> **Data excerpts**
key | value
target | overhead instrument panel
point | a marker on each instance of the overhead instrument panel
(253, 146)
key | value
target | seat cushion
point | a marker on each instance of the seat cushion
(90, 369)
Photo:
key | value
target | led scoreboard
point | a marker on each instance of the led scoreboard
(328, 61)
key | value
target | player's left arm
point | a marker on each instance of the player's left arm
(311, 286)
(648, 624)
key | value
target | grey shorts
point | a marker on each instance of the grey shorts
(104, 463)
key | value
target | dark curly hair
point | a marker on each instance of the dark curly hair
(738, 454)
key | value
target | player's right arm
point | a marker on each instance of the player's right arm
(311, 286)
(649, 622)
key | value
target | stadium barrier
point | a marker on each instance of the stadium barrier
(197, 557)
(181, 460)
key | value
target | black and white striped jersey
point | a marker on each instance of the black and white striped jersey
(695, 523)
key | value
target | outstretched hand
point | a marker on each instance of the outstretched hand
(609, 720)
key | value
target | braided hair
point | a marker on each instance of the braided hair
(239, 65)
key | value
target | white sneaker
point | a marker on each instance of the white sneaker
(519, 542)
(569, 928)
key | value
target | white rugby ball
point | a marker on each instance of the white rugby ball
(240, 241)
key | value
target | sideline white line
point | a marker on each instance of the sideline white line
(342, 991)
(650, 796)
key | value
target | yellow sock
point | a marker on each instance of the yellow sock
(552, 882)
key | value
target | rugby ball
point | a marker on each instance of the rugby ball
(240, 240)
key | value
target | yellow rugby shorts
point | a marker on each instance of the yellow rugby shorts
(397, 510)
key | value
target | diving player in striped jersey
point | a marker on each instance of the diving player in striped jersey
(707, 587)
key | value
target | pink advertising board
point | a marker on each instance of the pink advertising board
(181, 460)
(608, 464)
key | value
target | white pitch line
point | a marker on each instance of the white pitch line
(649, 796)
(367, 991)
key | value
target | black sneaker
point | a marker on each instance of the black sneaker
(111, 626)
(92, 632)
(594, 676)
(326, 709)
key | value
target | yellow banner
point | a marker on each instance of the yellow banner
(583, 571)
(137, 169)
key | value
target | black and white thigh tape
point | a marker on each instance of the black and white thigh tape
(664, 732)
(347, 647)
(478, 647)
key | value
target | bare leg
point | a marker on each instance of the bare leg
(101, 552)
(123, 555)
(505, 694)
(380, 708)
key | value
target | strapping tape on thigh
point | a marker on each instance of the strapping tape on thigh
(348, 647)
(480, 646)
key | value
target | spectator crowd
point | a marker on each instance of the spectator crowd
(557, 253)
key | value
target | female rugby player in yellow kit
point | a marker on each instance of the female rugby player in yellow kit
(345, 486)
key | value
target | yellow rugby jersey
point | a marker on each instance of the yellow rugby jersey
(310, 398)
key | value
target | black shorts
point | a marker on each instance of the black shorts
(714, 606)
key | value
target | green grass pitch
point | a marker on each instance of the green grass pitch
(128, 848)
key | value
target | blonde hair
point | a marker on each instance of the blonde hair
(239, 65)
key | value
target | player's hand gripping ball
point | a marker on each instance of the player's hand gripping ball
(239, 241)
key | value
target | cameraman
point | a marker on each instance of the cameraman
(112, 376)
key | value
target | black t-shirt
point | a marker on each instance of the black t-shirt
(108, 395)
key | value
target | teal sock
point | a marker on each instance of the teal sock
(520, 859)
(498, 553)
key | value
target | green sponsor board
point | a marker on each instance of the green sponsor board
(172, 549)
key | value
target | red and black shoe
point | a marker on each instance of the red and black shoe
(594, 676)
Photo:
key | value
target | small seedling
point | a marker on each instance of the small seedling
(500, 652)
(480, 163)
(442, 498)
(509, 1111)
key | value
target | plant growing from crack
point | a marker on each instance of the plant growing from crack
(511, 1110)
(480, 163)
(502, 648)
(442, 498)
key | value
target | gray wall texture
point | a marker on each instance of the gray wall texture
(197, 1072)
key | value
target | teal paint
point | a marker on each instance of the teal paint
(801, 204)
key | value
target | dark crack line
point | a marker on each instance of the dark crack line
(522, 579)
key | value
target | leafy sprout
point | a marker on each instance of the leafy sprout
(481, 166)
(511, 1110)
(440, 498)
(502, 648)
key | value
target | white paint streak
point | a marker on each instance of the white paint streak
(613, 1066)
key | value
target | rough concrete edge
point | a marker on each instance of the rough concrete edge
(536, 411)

> **About this task**
All of the data above needs to be transcribed verbatim.

> **Written response**
key | value
target | overhead instrument panel
point | a marker on each instance of the overhead instrument panel
(253, 146)
key | value
target | seat cushion
point | a marker on each instance of the seat cushion
(90, 369)
Photo:
key | value
target | led scoreboard
point | a marker on each instance of the led scoreboard
(328, 61)
key | value
target | player's left arm
point | a marker on each instance of the player's left arm
(311, 286)
(648, 624)
key | value
target | grey shorts
point | a marker on each instance of the grey shorts
(104, 463)
key | value
target | dark curly hair
point | a marker on each instance of the dark curly hair
(738, 454)
key | value
target | player's right arm
point | a marker on each instance of the player's right arm
(311, 286)
(649, 622)
key | value
target | stadium barrier
point | a marker on each instance of the stadium barrier
(197, 557)
(181, 460)
key | value
target | black and white striped jersey
point | a marker on each instance of the black and white striped jersey
(695, 523)
key | value
target | outstretched hand
point | a marker on each instance of the outstretched hand
(609, 720)
key | value
target | braided hair
point | a marker on each instance of the braided hair
(239, 65)
key | value
target | white sneaker
point | a marker on each instance of the white sneaker
(519, 542)
(569, 928)
key | value
target | white rugby ball
point | a marker on each instance of the white rugby ball
(240, 241)
key | value
target | sideline white line
point | a marker on each instance of the sideline white line
(342, 991)
(650, 796)
key | value
target | yellow sock
point | a marker on each instance of the yellow sock
(552, 882)
key | value
target | rugby ball
point | a marker on each instance of the rugby ball
(240, 240)
key | value
target | yellow rugby shorts
point | a marker on each instance of the yellow rugby shorts
(397, 510)
key | value
target | diving player in striped jersey
point | a marker on each instance of the diving player in striped jersey
(707, 587)
key | value
target | pink advertising board
point | a marker on each instance of the pink advertising board
(181, 460)
(608, 464)
key | value
target | white pitch line
point | a marker on each instance of the white pitch line
(649, 796)
(367, 991)
key | value
target | black sneaker
point | a marker on each instance of the black sneaker
(111, 626)
(92, 632)
(594, 676)
(326, 709)
key | value
target | yellow banner
point | a marker on each instance of the yellow banner
(583, 571)
(137, 169)
key | value
target | black and white thigh tape
point | a marker on each instance of the black and white thigh tape
(664, 732)
(347, 647)
(478, 647)
key | value
target | bare leg
point | a marker on each instance of the bare leg
(101, 552)
(123, 555)
(505, 694)
(380, 708)
key | value
target | strapping tape on thigh
point | a marker on each instance of the strapping tape on thigh
(348, 647)
(480, 646)
key | value
target | spectator crowd
point | a marker on each instance of the spectator crowd
(557, 253)
key | value
target | female rugby player in yellow kit
point | a marker on each instance of the female rugby player in yellow kit
(345, 486)
key | value
target | yellow rugby jersey
point | a marker on each instance of the yellow rugby jersey
(310, 398)
key | value
target | black shorts
point | a marker on each instance of the black shorts
(714, 606)
key | value
target | green grass pitch
point | a marker on each instance of the green grass pitch
(128, 848)
key | value
target | blonde hair
point | a marker on each instance of the blonde hair
(239, 65)
key | value
target | player's hand gripping ball
point | a marker on each instance of the player's hand gripping ball
(239, 241)
key | value
target | cameraman
point | a marker on each instance of the cameraman
(112, 376)
key | value
target | black t-shirt
point | a marker on each instance of the black t-shirt
(108, 395)
key | value
target | teal sock
point | a marker on each instance of the teal sock
(520, 859)
(498, 553)
key | value
target | green sponsor board
point | a marker on each instance of the green sponsor board
(172, 549)
key | value
target | red and black shoe
point | a marker on each instance of the red and black shoe
(594, 676)
Photo:
key | value
target | small seedling
point | a marker on each instance of the small seedling
(500, 652)
(480, 163)
(442, 498)
(509, 1111)
key | value
target | plant growing from crack
point | a marker on each instance of the plant growing from crack
(511, 1110)
(480, 163)
(502, 648)
(442, 498)
key | value
target | gray wall texture
point | a marker on each instance of the gray wall texture
(197, 1072)
key | value
target | teal paint
point | a marker on each instance of the teal paint
(801, 204)
key | value
target | dark crack line
point | a marker on each instance of the dark crack line
(522, 579)
key | value
target | leafy sprout
point | a marker on each instance of the leafy sprout
(481, 166)
(511, 1110)
(440, 498)
(502, 648)
key | value
target | white paint streak
point | a marker on each instance of the white paint streak
(613, 1066)
key | value
target | rough concrete edge
point | a marker on each instance of the rough concrete edge
(536, 411)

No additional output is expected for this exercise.